## Written exercise
Please answer from the forum thread below about first meaties: what does SA Farm put in the wire cages instead of cardboard?
======== Excerpt provided ========
# need advice



## happy acres (Apr 25, 2014)

Since these are my first meaties, I have some questions :
1. What do y'all use for nest boxes, and how are they constructed?
2. Do they need vegetables in addition to the pellets?
3. If so, what kind and how much?
4. They are currently in wire cages, do I need to put cardboard in there (so they aren't on the wire)?
5. If I put in hay, does it have to be a certain type? Or will any kind do?
Thanks for any info!


----------



## SA Farm (Apr 25, 2014)

Hi again 
1. I have hutches for the most part and use wooden nest boxes for my wire cages in the winter and hardware cloth ones with cardboard lining in the summer.
2. They don't *need* them, but it's a nice treat 
3. Root veggies, leafy greens, lawn clippings (as long as you don't use any chemicals on it), etc.
4. I put a small piece of plywood. Easier to clean as the cardboard tends to get pee on it and sticks to the bars 
5. Usually a Timothy/grass mix


----------



## happy acres (Apr 25, 2014)
======== Excerpted records ========
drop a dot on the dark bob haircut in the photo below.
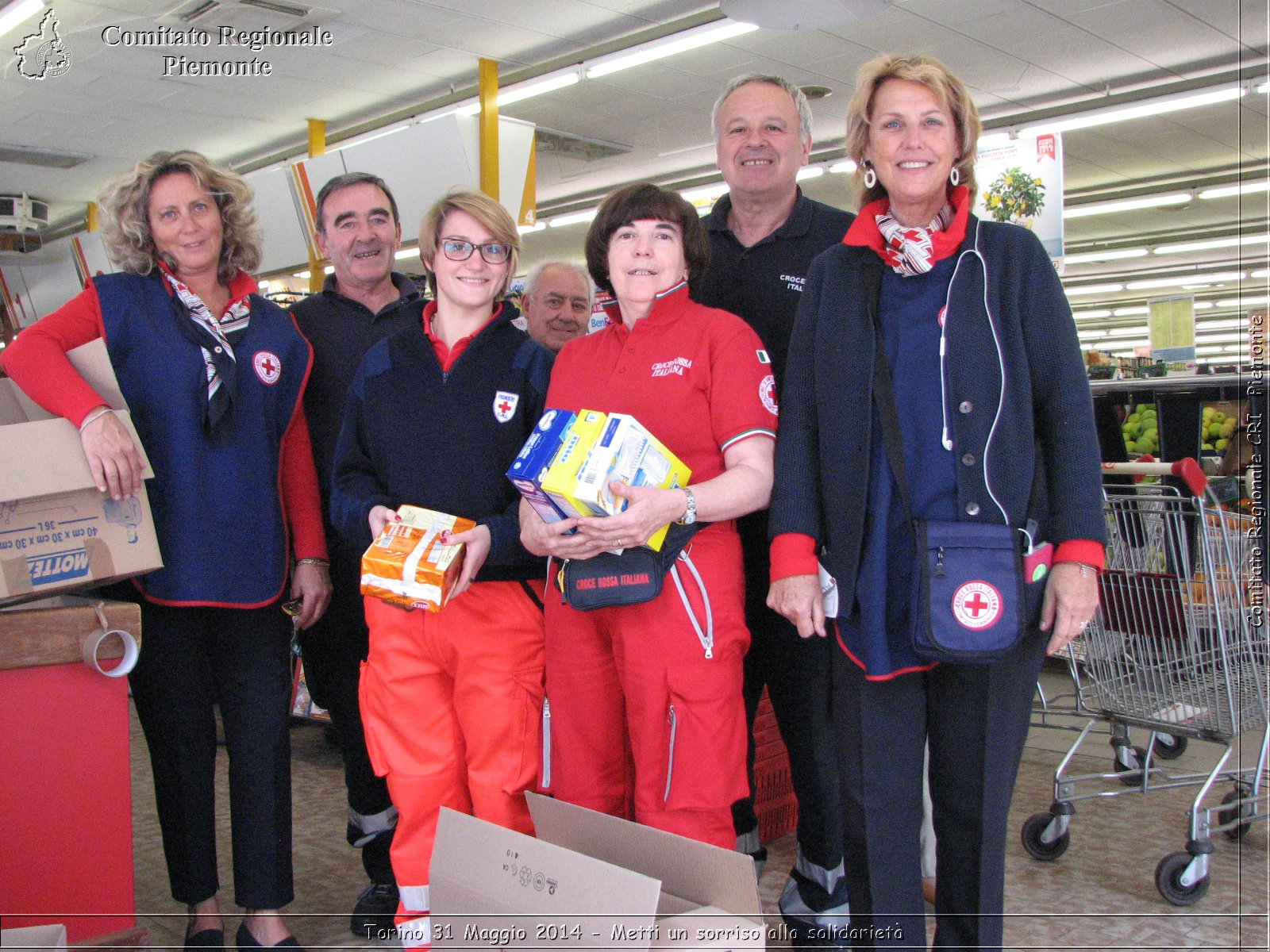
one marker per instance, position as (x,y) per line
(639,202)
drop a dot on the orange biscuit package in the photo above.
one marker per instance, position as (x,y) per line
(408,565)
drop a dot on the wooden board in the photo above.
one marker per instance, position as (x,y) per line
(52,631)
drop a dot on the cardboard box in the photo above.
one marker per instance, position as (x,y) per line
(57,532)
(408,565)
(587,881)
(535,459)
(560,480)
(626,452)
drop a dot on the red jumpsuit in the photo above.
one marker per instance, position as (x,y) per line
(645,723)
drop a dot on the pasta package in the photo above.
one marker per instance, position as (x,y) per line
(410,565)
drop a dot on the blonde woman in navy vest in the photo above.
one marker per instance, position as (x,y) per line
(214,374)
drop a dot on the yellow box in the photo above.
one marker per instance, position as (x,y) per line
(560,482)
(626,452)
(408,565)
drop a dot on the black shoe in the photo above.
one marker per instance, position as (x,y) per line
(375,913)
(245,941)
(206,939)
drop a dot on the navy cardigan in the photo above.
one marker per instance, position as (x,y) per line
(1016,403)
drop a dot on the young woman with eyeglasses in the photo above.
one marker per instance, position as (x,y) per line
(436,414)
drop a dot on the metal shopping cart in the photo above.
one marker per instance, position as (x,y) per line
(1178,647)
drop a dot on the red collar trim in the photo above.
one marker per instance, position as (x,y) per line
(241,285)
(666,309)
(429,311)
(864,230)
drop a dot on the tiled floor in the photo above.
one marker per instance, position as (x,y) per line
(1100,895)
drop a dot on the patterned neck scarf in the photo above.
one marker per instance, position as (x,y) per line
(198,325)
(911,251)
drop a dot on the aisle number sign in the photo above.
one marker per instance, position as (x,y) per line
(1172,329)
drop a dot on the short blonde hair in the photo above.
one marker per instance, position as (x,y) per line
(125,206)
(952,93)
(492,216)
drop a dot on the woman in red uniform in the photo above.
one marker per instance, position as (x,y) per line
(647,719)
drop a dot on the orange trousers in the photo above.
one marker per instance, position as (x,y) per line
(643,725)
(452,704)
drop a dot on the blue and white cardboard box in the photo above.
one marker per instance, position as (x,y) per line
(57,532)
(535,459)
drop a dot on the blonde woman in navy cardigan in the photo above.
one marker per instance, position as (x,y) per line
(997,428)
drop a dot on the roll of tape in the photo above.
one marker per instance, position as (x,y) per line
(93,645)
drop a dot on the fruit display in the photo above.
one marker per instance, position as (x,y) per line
========
## Task response
A small piece of plywood.